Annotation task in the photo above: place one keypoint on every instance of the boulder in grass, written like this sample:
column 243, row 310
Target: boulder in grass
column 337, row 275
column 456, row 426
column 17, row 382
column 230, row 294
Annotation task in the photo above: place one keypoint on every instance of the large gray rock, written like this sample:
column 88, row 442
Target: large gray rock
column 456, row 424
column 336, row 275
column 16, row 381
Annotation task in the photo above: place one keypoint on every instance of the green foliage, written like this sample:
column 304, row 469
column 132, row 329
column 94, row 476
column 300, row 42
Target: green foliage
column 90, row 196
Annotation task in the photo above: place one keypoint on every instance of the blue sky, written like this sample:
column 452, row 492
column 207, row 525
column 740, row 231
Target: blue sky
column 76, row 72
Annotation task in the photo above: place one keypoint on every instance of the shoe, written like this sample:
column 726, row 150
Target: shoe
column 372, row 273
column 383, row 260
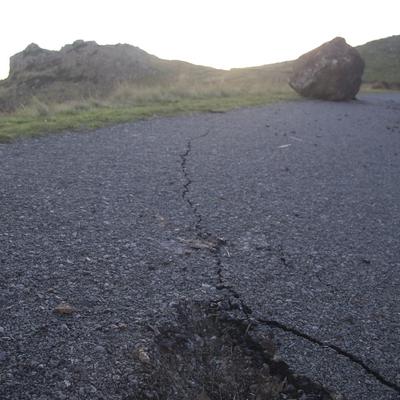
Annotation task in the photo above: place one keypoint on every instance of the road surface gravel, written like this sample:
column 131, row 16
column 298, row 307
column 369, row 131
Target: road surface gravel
column 292, row 209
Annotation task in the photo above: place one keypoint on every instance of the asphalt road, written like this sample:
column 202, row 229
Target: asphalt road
column 292, row 209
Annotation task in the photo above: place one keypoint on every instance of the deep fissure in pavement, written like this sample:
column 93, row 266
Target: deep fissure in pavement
column 207, row 351
column 233, row 297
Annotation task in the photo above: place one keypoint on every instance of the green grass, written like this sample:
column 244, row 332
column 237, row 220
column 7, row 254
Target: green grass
column 382, row 60
column 40, row 118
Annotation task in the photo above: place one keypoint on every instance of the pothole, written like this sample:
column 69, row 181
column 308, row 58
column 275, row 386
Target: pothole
column 207, row 352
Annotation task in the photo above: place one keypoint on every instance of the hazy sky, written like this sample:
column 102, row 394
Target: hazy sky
column 218, row 33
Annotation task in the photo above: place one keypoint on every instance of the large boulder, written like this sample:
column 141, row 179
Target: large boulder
column 332, row 71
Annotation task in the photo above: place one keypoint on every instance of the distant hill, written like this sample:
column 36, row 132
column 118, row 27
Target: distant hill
column 126, row 74
column 382, row 60
column 86, row 69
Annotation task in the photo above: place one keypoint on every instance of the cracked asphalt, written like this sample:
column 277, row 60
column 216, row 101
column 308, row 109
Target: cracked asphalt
column 291, row 209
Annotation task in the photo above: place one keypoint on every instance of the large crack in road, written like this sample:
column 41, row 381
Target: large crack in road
column 233, row 297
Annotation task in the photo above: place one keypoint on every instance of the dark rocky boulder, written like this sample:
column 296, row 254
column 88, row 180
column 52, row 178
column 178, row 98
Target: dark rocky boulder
column 332, row 71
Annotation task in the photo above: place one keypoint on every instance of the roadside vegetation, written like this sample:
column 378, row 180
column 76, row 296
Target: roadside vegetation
column 220, row 92
column 175, row 87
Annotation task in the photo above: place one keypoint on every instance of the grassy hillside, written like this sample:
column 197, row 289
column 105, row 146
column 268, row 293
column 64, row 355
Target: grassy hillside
column 53, row 98
column 382, row 60
column 49, row 98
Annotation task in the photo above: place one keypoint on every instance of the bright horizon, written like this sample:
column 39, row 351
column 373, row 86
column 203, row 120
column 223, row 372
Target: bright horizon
column 227, row 34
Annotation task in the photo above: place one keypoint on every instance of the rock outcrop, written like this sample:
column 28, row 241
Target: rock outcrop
column 83, row 70
column 332, row 71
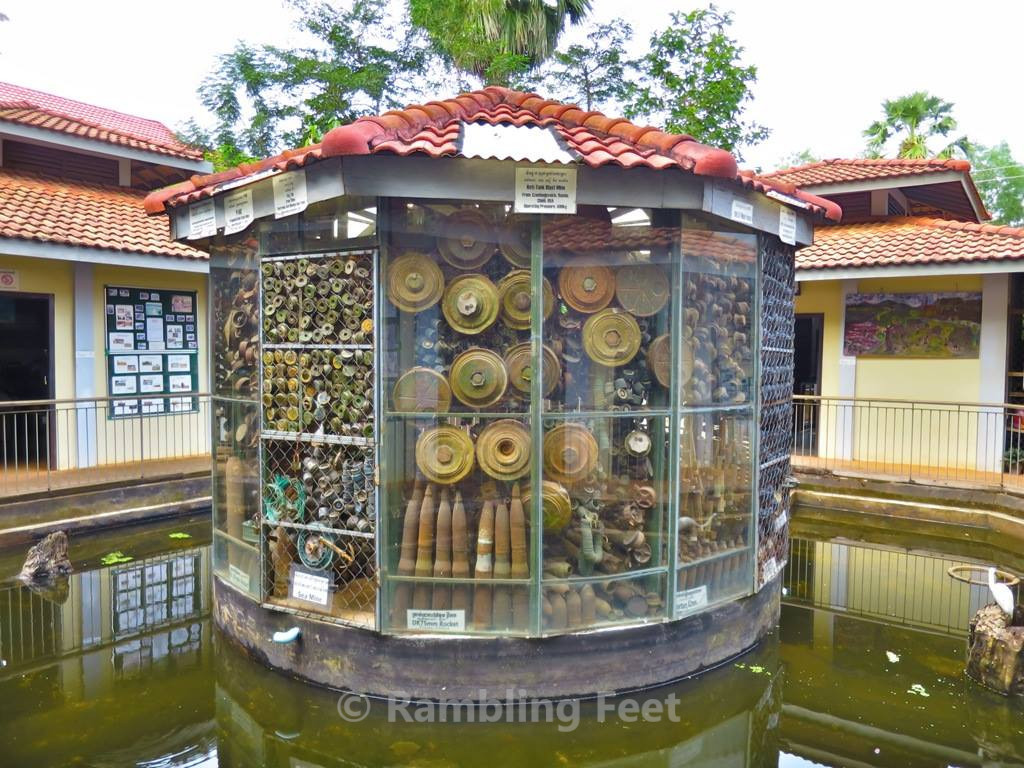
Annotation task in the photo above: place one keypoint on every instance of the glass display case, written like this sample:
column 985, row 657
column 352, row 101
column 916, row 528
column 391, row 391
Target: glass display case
column 437, row 416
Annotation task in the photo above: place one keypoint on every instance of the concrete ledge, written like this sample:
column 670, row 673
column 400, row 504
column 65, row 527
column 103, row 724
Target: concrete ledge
column 567, row 666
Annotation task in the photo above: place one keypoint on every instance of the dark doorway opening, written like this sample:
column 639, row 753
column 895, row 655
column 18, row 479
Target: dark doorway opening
column 26, row 374
column 807, row 380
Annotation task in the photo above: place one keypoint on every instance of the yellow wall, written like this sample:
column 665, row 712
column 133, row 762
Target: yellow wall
column 125, row 440
column 892, row 433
--------------------------------
● PROBLEM DETAILS:
Reproduce word for word everything from the start of the material down to and including the line containing "column 230, row 294".

● THE RESPONSE:
Annotation task in the photo above: place one keypoint on every instance of the boulder in grass, written like this sample:
column 243, row 310
Target: boulder in grass
column 337, row 275
column 456, row 426
column 17, row 382
column 230, row 294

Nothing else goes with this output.